-- PAGE start --

I am trying to figure out how to show the incidents happening only in 2016. The format is a chr format and looks like "2016-12-31". Is there a way to search for values only from 2016?
Current code:
most_fatalities_2016 <- gun_violence[which(gun_violence$date == "2016"), select = c("state", "city_or_county")]
I guess I'm looking for the r function that acts like the LIKE function in SQL. Any help?
CodePudding user response:
You can simply use substr()
or grepl()
gun_violence[substr(gun_violence$date,1,4)=="2016",]
or
gun_violence[grepl("^2016-",gun_violence$date),]
The above returns all column of the gun_violence
data.frame. If you want to only return specific columns, you can specify those columns like this:
gun_violence[grepl("^2016-",gun_violence$date),c("state", "city_or_county")]
CodePudding user response:
I may be going further than what is asked, but I want to give some advice regarding the way the data is being stored and manipulated.
It may be much easier in downstream analyses if we transform this character variable into a proper date format beforehand.
Advice #2:
The dplyr
package provides very clear synthax for manipulation of dataframes, which may be a nice introduction comming from SQL-based backgrounds.
Advice #3:
Understanding and "reverse-engineering" the dbplyr
package (https://dbplyr.tidyverse.org/) may be enlightening for SQL-experienced users
gun_violence$date <-readr::parse_date(gun_violence$date)
after that, we can use many date-related functions, such as:
library(dplyr)
library(lubridate)
gun_violence %>% filter(date < today())
###
gun_violence %>% filter(year(date) == 2016) ### for the desired operation in the question
###
and so on

-- PAGE end --

__REQUIREMENTS__.
A - Transcribe the portion of the R thread starting at "It may be much" and ending at "from SQL-based backgrounds.".
B - Find each line in the listing that contains the word "green", and copy those lines.

-- GIVEN RECORDS start --

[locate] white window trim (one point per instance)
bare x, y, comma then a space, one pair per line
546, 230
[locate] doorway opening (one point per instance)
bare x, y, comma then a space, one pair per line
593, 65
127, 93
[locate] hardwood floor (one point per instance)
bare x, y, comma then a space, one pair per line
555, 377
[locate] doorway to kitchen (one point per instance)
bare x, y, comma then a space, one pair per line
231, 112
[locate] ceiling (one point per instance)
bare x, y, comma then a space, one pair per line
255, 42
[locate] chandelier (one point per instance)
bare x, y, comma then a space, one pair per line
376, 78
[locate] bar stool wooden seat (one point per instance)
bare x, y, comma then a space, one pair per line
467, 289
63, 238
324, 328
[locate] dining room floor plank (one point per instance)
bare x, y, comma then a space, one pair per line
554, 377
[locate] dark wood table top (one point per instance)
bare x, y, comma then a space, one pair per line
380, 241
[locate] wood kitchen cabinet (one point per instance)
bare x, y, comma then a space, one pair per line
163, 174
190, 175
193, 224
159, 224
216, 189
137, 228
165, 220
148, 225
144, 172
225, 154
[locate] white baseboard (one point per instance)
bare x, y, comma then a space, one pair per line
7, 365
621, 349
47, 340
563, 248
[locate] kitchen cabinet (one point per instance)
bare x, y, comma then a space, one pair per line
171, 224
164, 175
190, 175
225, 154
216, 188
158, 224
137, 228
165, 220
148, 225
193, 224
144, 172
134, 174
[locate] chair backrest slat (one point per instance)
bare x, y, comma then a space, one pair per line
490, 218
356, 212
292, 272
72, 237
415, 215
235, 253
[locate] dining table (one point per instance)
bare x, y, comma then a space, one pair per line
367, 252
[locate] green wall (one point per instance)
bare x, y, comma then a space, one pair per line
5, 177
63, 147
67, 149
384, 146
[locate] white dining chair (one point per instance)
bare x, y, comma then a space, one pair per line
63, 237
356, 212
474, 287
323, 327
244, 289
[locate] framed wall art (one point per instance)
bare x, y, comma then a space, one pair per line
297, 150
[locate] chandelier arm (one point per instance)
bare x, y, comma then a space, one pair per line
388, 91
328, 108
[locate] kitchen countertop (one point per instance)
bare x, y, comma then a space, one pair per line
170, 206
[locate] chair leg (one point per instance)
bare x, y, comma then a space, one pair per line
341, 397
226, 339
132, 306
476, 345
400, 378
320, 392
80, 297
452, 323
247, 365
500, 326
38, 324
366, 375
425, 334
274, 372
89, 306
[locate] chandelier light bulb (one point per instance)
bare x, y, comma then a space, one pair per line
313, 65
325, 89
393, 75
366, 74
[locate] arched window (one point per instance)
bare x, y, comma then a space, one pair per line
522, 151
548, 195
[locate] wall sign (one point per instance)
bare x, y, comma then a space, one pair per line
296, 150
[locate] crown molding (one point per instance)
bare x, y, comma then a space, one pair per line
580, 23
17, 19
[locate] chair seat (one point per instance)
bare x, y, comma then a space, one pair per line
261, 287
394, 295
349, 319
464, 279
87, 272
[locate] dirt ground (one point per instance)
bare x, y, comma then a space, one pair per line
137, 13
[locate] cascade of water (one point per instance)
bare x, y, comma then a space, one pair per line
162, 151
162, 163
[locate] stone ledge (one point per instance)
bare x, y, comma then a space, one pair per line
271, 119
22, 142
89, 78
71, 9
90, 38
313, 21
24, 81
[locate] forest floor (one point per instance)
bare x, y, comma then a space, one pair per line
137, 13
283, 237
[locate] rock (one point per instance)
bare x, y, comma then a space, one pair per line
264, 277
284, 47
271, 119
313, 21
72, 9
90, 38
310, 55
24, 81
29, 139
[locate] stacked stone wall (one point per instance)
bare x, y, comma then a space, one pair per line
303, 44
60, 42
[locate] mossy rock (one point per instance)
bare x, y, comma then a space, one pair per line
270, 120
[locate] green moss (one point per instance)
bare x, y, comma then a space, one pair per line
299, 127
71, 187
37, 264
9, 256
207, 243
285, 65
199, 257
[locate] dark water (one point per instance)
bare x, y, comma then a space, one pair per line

-- GIVEN RECORDS end --

__SOLUTIONS PER TASK__.
A -
It may be much easier in downstream analyses if we transform this character variable into a proper date format beforehand.
Advice #2:
The dplyr
package provides very clear synthax for manipulation of dataframes, which may be a nice introduction comming from SQL-based backgrounds.

B -
[locate] green wall (one point per instance)
[locate] green moss (one point per instance)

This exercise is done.